→ Task requirements: Pick out every line in the rows below that contains the word "Which", and copy each one. Case counts.

→ Records supplied:
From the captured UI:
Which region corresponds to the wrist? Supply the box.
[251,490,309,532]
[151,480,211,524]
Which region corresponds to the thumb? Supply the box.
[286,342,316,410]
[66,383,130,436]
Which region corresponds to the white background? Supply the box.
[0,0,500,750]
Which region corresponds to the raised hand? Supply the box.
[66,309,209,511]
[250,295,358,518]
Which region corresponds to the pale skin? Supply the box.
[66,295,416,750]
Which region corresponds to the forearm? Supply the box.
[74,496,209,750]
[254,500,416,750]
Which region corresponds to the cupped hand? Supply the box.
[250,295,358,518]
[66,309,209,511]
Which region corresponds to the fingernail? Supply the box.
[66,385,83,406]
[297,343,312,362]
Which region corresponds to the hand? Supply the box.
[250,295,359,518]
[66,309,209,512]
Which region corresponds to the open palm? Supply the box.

→ Written answer:
Which region corresponds to the wrist? Supply the box.
Which region corresponds to the thumb? Supply the box.
Which region corresponds to the white background? Supply the box.
Which region corresponds to the raised hand? Supply the box.
Which region corresponds to the pale skin? Supply the box.
Which region corresponds to the forearm? Supply the box.
Which region corresponds to the cupped hand? Supply the box.
Which region corresponds to the fingernail? Supply the box.
Which region corresponds to the hand? Supply the box.
Which region corresponds to the open palm? Supply the box.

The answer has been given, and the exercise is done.